**Exercise**:
Locate the line containing "Objective — for every instance of the woman's" in the data below. Reproduce it and every following line up to the end, exactly as given.

**Supplied information**:

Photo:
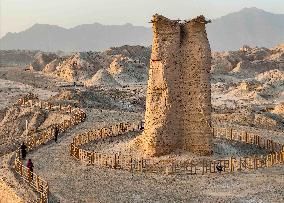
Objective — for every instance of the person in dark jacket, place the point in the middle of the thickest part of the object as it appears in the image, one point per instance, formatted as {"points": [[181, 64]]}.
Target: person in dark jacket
{"points": [[30, 166], [219, 167], [56, 132], [23, 150]]}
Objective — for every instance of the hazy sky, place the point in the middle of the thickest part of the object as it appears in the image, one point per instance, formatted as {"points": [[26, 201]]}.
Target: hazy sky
{"points": [[18, 15]]}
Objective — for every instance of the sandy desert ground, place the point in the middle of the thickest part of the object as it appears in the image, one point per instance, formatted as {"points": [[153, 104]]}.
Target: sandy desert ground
{"points": [[236, 102]]}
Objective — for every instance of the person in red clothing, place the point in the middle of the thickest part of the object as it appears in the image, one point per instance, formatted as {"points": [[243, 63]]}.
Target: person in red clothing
{"points": [[30, 166]]}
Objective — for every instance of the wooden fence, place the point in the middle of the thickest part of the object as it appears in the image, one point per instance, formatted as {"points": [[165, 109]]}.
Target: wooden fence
{"points": [[202, 166], [38, 138]]}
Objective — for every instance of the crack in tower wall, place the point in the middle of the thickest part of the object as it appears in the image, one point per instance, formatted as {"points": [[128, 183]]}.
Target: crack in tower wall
{"points": [[178, 103]]}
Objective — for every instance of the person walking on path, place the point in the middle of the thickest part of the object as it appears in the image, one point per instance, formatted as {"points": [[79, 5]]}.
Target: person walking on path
{"points": [[30, 166], [56, 132], [23, 151], [219, 167]]}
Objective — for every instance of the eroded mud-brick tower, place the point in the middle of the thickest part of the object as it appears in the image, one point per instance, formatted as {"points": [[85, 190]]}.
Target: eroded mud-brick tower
{"points": [[178, 103]]}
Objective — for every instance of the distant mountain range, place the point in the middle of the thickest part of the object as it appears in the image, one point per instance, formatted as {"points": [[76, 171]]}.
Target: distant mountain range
{"points": [[250, 26]]}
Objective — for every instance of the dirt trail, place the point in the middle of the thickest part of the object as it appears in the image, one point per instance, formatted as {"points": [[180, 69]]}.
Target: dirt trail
{"points": [[72, 182]]}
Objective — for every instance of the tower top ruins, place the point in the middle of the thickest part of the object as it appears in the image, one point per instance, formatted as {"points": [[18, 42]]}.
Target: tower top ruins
{"points": [[178, 103]]}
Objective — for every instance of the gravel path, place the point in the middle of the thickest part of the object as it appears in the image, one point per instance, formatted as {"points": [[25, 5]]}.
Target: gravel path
{"points": [[72, 182]]}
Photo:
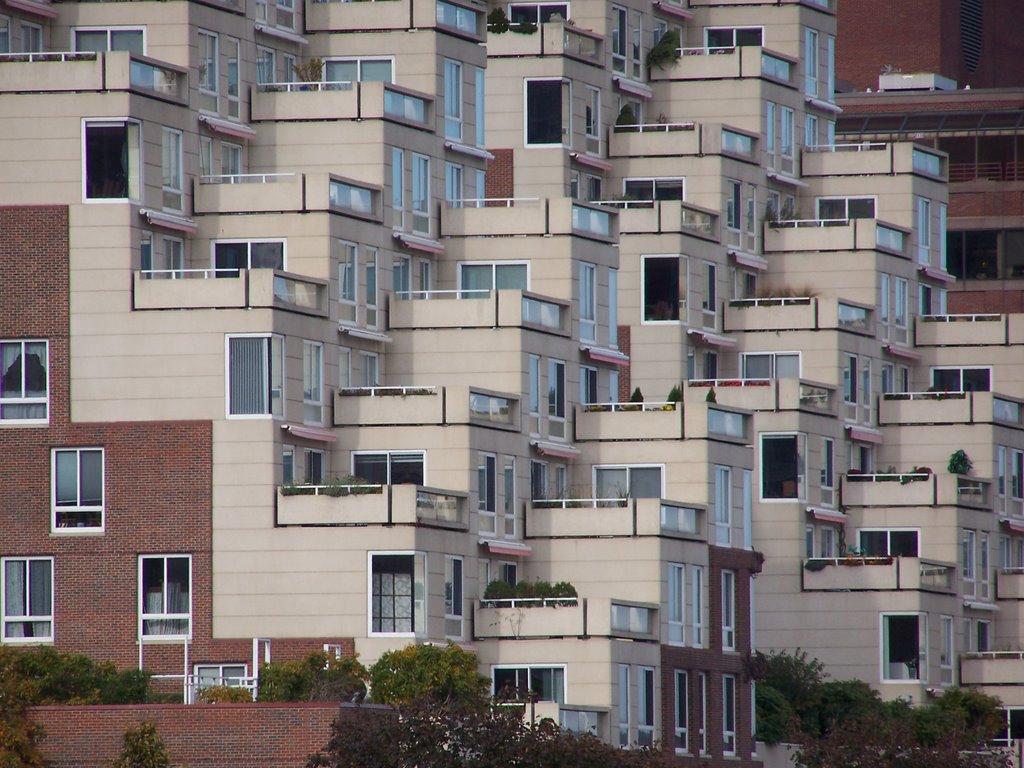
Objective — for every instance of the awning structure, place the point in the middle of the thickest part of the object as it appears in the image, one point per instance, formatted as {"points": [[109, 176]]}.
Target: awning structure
{"points": [[168, 220], [863, 434], [749, 259], [940, 274], [895, 351], [503, 547], [227, 127], [309, 433], [827, 515], [556, 450], [589, 162], [475, 152], [361, 333], [601, 354], [712, 340], [632, 86], [39, 9], [416, 243]]}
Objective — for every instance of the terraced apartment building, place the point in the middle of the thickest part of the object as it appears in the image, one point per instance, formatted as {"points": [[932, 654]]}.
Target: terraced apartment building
{"points": [[320, 318]]}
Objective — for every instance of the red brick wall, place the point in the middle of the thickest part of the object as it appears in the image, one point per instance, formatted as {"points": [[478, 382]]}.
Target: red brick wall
{"points": [[258, 735], [158, 481], [715, 663]]}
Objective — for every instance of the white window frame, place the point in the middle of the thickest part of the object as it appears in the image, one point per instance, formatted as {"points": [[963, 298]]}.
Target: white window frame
{"points": [[23, 400], [144, 616], [9, 620], [77, 509]]}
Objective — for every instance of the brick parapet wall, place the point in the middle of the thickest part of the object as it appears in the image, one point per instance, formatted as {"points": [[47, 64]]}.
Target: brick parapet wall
{"points": [[257, 735]]}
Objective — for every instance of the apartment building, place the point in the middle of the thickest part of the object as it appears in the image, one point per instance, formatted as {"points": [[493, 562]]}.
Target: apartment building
{"points": [[360, 292]]}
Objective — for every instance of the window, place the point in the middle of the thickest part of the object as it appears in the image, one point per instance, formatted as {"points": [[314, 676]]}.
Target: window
{"points": [[904, 646], [390, 468], [846, 208], [358, 70], [624, 705], [28, 599], [677, 603], [230, 256], [117, 38], [165, 594], [645, 706], [24, 382], [312, 380], [112, 160], [476, 279], [453, 597], [588, 302], [782, 466], [421, 194], [888, 543], [255, 376], [628, 481], [728, 715], [682, 701], [770, 366], [537, 683], [453, 99], [962, 379], [548, 112], [730, 37], [209, 80], [811, 62], [397, 593], [78, 488]]}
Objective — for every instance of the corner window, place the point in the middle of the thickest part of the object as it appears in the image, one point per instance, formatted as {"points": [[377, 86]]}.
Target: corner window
{"points": [[78, 488], [782, 466], [389, 468], [165, 594], [397, 593], [112, 160], [548, 112], [28, 599], [255, 376], [24, 382]]}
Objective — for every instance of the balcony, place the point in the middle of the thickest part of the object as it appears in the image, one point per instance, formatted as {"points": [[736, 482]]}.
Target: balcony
{"points": [[341, 504], [629, 421], [419, 406], [113, 71], [653, 139], [222, 289], [613, 517], [992, 668], [470, 309], [969, 330], [250, 193], [856, 573]]}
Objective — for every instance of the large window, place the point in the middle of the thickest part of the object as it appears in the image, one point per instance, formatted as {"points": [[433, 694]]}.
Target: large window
{"points": [[537, 683], [397, 593], [229, 256], [548, 112], [389, 468], [904, 646], [664, 289], [112, 160], [78, 488], [628, 481], [28, 599], [24, 382], [165, 595], [255, 376], [782, 466]]}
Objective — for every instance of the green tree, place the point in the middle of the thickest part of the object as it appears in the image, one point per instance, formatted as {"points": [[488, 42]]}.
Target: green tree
{"points": [[428, 672]]}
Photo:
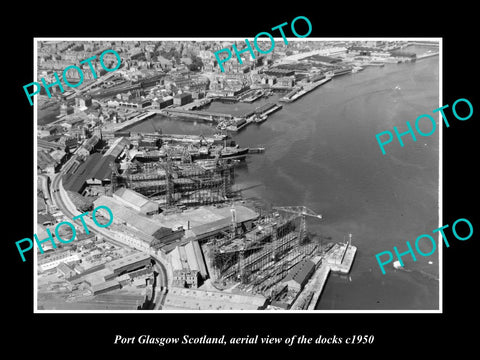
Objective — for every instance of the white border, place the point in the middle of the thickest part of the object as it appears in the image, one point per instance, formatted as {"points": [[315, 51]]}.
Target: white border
{"points": [[259, 312]]}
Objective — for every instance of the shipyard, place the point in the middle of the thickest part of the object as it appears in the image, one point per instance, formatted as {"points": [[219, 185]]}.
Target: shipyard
{"points": [[186, 234]]}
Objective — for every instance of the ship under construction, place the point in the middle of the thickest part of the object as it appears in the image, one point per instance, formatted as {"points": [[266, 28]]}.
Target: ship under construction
{"points": [[260, 258], [179, 183]]}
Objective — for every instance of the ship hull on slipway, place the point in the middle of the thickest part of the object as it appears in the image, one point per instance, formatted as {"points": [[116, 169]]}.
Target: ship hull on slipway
{"points": [[239, 154]]}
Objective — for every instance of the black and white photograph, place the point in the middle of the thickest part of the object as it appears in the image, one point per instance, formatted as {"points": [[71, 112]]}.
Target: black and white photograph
{"points": [[214, 180]]}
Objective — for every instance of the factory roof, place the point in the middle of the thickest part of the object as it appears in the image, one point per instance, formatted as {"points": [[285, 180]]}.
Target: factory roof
{"points": [[131, 217], [117, 147], [192, 299], [105, 285], [95, 166], [133, 197], [128, 260]]}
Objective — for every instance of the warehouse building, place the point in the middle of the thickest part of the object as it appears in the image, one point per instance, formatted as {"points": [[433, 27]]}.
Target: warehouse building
{"points": [[136, 201]]}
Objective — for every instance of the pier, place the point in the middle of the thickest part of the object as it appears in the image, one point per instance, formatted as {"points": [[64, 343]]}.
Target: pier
{"points": [[133, 121], [197, 114], [338, 259], [306, 89]]}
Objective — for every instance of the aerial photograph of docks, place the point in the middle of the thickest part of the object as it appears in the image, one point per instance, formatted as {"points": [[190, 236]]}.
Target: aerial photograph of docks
{"points": [[258, 188]]}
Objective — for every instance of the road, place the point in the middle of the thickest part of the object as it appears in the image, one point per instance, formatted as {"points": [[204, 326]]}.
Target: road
{"points": [[62, 206]]}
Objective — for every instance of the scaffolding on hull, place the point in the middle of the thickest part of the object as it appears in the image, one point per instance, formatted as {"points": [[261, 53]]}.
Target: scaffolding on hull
{"points": [[179, 183]]}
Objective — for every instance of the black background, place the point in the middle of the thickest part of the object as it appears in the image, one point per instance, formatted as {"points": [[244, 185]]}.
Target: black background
{"points": [[58, 335]]}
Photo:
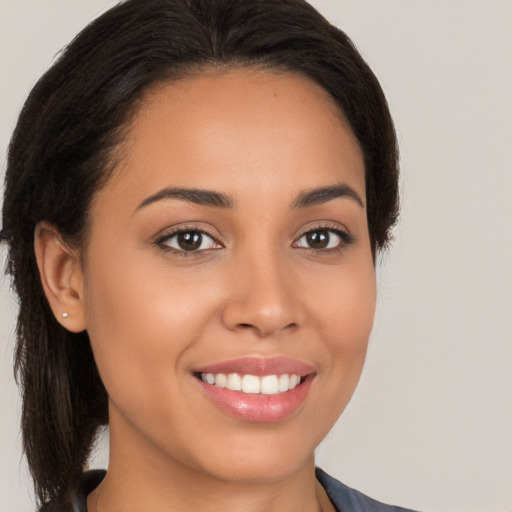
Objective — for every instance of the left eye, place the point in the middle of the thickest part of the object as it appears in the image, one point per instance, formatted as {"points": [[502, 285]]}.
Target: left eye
{"points": [[189, 241], [320, 239]]}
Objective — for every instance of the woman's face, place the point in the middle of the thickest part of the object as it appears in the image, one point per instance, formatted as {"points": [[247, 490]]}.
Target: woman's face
{"points": [[230, 246]]}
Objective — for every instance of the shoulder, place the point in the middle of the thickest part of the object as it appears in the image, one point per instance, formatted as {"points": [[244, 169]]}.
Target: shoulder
{"points": [[346, 499]]}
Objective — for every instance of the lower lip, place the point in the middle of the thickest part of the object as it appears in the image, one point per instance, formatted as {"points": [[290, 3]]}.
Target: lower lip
{"points": [[258, 407]]}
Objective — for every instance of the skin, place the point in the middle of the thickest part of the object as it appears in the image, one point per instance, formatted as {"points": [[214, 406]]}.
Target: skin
{"points": [[154, 315]]}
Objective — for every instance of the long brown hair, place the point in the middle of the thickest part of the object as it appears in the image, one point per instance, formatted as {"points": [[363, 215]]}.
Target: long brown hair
{"points": [[61, 153]]}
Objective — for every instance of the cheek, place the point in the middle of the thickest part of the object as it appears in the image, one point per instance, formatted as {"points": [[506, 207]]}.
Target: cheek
{"points": [[345, 322], [139, 323]]}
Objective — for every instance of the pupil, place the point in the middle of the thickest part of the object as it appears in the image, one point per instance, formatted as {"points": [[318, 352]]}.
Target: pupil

**Response to this task**:
Objective — for every instance of the woman's face, place the point in the middle of the thickest part of the object as it appears in the image, one point per instance, formatted as {"points": [[247, 490]]}.
Target: woman's face
{"points": [[230, 246]]}
Objective — for every instance of the shoulder, place the point in the middle of the thickest part of the object as it appears in the image, one point per instance, formatted as {"points": [[244, 169]]}.
Target: shoulder
{"points": [[346, 499]]}
Objective — for every instance of the lower lip, place the point in the middle of the thickest part of the object as it appears in the image, one point per instance, formatted as {"points": [[290, 3]]}.
Target: lower lip
{"points": [[258, 407]]}
Objective — for every instance of the skin, place the point in the middle of the thickest part of the object as it appears in the image, one point per instance, formatted as {"points": [[214, 406]]}.
Target: skin
{"points": [[154, 315]]}
Objective — for every instance of the long brown hair, place the point in the middle of the thickest part of the object as it appears in the image, one point per instance, formatted as {"points": [[363, 215]]}.
Target: long brown hair
{"points": [[61, 153]]}
Objective — for every instance of the cheek, place the point in the middle of the thickest part of the object as it appears in the image, one point per instance, formatted as {"points": [[506, 207]]}.
Target: cheek
{"points": [[345, 322], [139, 323]]}
Objective — for every instance of the pupil, place the point in the middle of the thickest part of the object as it appears in the image, one point per instance, formatted as {"points": [[318, 352]]}.
Target: pupil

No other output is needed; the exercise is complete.